Your assignment:
The lines from the start of the data through the line with "target | white seashell" are to be returned verbatim; all later lines are to be omitted.

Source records

- - -

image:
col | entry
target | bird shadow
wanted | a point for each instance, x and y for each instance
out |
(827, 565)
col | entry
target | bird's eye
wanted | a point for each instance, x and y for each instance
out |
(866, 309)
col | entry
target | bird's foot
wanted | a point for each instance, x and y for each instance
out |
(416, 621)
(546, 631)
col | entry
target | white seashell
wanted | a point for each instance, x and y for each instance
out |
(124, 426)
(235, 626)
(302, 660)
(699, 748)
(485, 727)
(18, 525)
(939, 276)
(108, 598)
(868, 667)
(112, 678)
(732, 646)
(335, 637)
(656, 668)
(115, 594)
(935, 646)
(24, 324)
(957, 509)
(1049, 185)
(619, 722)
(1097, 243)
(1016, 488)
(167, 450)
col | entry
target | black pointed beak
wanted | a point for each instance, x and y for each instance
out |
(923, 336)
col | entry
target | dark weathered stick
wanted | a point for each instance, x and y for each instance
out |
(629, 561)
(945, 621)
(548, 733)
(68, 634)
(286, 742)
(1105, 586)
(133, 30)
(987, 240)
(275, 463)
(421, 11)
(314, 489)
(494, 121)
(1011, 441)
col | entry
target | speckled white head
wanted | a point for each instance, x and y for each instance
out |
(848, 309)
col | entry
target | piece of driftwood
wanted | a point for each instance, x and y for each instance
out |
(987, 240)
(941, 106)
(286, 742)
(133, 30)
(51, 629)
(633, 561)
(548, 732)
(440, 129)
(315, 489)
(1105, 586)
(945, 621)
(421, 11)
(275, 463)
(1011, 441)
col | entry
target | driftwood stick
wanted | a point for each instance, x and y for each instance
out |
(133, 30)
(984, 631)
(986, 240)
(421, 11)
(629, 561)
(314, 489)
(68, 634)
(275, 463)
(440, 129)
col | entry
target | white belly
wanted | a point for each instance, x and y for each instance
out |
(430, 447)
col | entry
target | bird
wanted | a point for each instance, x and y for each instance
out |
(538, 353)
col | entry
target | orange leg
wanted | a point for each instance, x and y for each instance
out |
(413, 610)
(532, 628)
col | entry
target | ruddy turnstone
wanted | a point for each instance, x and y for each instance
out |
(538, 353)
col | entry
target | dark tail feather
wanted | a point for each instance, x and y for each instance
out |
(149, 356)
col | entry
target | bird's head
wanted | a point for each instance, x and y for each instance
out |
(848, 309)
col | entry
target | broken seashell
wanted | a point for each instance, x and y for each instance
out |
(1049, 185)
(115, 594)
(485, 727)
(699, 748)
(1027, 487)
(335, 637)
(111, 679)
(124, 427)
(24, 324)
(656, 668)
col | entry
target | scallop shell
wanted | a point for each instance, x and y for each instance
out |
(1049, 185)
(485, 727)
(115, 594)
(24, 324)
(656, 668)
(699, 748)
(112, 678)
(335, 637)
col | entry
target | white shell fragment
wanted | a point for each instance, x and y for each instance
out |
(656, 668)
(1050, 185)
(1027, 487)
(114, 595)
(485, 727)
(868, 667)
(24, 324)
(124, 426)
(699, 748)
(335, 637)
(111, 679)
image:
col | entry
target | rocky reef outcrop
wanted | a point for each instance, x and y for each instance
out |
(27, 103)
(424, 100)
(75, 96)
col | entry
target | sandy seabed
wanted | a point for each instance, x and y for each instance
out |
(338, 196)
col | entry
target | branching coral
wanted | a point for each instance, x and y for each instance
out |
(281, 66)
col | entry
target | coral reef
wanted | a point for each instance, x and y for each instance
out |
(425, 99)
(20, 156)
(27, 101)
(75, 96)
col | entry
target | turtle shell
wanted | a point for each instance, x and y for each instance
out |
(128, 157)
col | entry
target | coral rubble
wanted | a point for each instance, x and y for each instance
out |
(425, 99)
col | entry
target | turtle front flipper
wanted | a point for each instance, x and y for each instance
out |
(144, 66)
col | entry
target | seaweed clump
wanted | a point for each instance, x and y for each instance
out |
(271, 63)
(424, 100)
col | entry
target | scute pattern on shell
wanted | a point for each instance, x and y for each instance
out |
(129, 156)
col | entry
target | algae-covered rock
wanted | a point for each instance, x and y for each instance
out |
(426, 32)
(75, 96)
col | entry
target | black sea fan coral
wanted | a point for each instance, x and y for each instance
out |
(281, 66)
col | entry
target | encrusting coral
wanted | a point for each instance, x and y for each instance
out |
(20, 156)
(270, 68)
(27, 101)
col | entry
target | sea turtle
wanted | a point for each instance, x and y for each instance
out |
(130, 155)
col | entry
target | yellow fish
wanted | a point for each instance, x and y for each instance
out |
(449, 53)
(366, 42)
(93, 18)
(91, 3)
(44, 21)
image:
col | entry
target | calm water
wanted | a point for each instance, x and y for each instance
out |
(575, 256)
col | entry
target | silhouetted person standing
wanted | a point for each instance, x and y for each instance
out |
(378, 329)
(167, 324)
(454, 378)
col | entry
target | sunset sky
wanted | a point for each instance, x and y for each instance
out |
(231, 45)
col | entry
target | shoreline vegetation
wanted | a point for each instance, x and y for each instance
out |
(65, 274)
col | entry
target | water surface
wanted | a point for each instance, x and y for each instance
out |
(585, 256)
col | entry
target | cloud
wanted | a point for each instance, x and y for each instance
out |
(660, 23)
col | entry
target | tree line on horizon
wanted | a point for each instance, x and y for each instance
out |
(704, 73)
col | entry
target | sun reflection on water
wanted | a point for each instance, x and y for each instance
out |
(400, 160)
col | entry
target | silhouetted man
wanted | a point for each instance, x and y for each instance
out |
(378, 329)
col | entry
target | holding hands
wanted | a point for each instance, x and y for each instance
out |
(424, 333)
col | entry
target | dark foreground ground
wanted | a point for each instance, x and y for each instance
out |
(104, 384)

- - -

Exercise answer:
image:
col | entry
target | bird shadow
wanted | a point for each instance, x and y for each instance
out |
(827, 565)
col | entry
target | bird's eye
wanted | a point for each instance, x and y for each instance
out |
(866, 309)
col | entry
target | bird's foot
wanted | a point for each instance, x and y for each instance
out |
(416, 621)
(546, 631)
col | entry
target | white seashell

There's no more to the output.